#### [Required action]
Using the data that follows, return exactly the lines from the one that contains "Detect the pink" through the one that contains "Detect the white", ends included.

[Items listed in a dataset]
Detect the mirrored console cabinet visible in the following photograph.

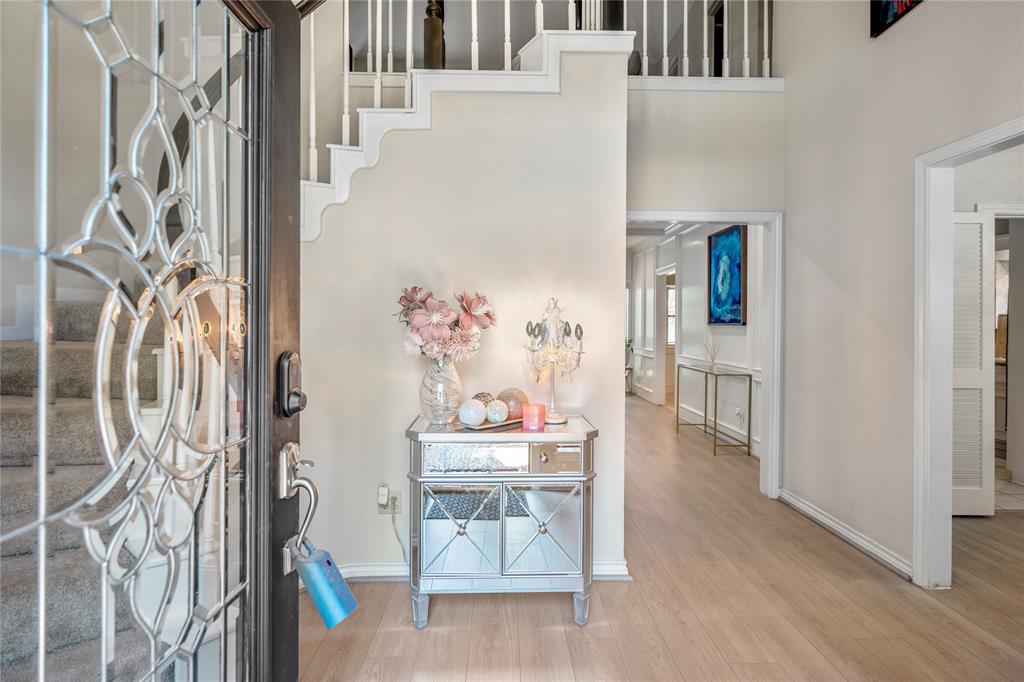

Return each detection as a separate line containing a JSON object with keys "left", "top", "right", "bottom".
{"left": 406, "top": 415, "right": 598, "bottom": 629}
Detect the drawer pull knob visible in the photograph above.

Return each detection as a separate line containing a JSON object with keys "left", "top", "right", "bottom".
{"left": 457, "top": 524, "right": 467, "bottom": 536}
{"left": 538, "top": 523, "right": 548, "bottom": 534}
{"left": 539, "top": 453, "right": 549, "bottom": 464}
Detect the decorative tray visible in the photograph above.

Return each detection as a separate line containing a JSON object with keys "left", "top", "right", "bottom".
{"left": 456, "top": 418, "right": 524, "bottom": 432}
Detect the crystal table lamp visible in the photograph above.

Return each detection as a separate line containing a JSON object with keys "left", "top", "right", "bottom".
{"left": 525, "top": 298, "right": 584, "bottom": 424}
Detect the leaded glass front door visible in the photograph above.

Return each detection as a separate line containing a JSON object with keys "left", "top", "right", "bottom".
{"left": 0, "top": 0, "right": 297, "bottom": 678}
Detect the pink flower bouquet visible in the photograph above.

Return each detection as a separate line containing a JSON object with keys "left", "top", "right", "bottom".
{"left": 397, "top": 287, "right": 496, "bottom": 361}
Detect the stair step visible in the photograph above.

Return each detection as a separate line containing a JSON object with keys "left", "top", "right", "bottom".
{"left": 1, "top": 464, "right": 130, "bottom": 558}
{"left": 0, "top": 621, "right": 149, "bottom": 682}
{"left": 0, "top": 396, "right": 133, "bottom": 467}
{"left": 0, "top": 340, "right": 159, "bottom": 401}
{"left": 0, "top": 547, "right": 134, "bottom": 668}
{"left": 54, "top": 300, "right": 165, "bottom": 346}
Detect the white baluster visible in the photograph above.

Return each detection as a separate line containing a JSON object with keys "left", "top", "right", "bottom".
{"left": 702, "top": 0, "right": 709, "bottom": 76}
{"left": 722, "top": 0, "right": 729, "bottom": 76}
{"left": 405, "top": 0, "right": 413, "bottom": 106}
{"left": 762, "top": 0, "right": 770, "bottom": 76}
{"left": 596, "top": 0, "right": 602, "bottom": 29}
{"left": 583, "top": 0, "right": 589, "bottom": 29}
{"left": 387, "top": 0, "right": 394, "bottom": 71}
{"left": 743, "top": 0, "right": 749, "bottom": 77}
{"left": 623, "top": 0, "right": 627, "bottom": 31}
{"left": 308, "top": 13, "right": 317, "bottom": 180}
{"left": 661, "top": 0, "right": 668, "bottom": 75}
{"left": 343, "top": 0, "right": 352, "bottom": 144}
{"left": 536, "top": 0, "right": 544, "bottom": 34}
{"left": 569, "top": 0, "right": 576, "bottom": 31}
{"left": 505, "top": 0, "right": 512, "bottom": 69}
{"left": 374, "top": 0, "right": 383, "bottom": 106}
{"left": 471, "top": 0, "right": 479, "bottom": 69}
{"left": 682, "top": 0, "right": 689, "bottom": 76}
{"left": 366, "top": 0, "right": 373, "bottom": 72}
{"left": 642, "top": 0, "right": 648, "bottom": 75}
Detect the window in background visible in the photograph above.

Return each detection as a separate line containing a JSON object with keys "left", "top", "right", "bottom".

#### [Output for this task]
Detect the pink flower bouquet visible in the photograph above.

Return each detection as a separate line containing a JSON object with keys "left", "top", "right", "bottom".
{"left": 397, "top": 287, "right": 496, "bottom": 361}
Detect the stair step visible in the photograph above.

Return each detection as a separate line containing a JSON object with keys "left", "top", "right", "bottom".
{"left": 1, "top": 464, "right": 130, "bottom": 558}
{"left": 0, "top": 621, "right": 149, "bottom": 682}
{"left": 0, "top": 396, "right": 133, "bottom": 467}
{"left": 0, "top": 340, "right": 159, "bottom": 401}
{"left": 0, "top": 547, "right": 134, "bottom": 668}
{"left": 54, "top": 300, "right": 165, "bottom": 346}
Detect the white baluster visible in the photograph above.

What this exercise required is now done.